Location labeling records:
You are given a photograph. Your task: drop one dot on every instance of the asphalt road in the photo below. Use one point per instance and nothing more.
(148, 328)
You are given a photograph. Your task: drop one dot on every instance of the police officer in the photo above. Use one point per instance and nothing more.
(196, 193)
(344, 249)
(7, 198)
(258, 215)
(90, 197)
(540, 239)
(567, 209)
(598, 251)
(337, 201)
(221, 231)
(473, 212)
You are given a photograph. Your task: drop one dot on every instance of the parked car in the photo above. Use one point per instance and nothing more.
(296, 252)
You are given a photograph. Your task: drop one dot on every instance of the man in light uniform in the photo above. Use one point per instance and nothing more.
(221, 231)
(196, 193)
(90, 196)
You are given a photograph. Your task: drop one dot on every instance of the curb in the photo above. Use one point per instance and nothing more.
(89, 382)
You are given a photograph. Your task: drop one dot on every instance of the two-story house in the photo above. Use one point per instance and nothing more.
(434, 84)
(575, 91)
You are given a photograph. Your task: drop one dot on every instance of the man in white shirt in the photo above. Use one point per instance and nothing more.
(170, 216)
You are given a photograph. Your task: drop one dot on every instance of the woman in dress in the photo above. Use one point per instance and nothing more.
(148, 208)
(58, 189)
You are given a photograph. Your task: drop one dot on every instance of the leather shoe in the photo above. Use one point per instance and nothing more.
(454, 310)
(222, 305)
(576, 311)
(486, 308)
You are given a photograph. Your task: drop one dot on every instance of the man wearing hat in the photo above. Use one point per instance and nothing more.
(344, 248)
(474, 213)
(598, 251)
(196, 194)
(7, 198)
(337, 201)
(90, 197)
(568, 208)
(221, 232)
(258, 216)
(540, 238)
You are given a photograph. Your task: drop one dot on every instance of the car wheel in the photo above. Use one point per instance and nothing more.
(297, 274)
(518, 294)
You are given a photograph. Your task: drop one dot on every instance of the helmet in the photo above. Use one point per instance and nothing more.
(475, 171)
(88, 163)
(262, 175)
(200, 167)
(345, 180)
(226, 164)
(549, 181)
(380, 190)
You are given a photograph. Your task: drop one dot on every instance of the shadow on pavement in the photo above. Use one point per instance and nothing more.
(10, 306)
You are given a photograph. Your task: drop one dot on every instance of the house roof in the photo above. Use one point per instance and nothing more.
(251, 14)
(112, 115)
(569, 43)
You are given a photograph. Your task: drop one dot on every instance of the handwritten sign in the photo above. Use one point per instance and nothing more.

Stated problem
Print again the material above, limited to the lines from the one holding "of the leather" through the last, inclusive.

Task output
You are given a photograph. Your task: drop one dot on every instance of the leather shoe in the photo above. Use one point per instance and nothing more.
(454, 310)
(222, 305)
(576, 311)
(486, 308)
You are given a photograph. Your task: drop one dot on every instance of the man wearing hat in the photo above. Use one point per instance and nothing more.
(344, 248)
(474, 213)
(598, 251)
(196, 194)
(7, 198)
(337, 201)
(90, 197)
(568, 208)
(221, 232)
(258, 216)
(540, 238)
You are given a photograph. Your task: drop one dot on every instance of the car wheel in the photo above. Use one point per instance and nothing more.
(297, 274)
(518, 294)
You are given a photograph. Your task: drop one dot on every instance of the helmet in the photo above. Use one point per instance and nothing more.
(475, 171)
(88, 163)
(262, 175)
(200, 167)
(345, 180)
(226, 164)
(549, 181)
(380, 190)
You are given a photograph. Your task: drop one dot on every instance of the shadow on pavement in the photo above. Use one point per instance and nothing more.
(10, 306)
You are given a photograph. Your task: drop one dot on every instance of the house roof in the photo above. Use one point per instance and nothing more.
(251, 14)
(112, 115)
(569, 43)
You are given a photograph. Your task: drop one dot on every instance of the handwritten sign in the photo above. Use one point per instance and nothing more.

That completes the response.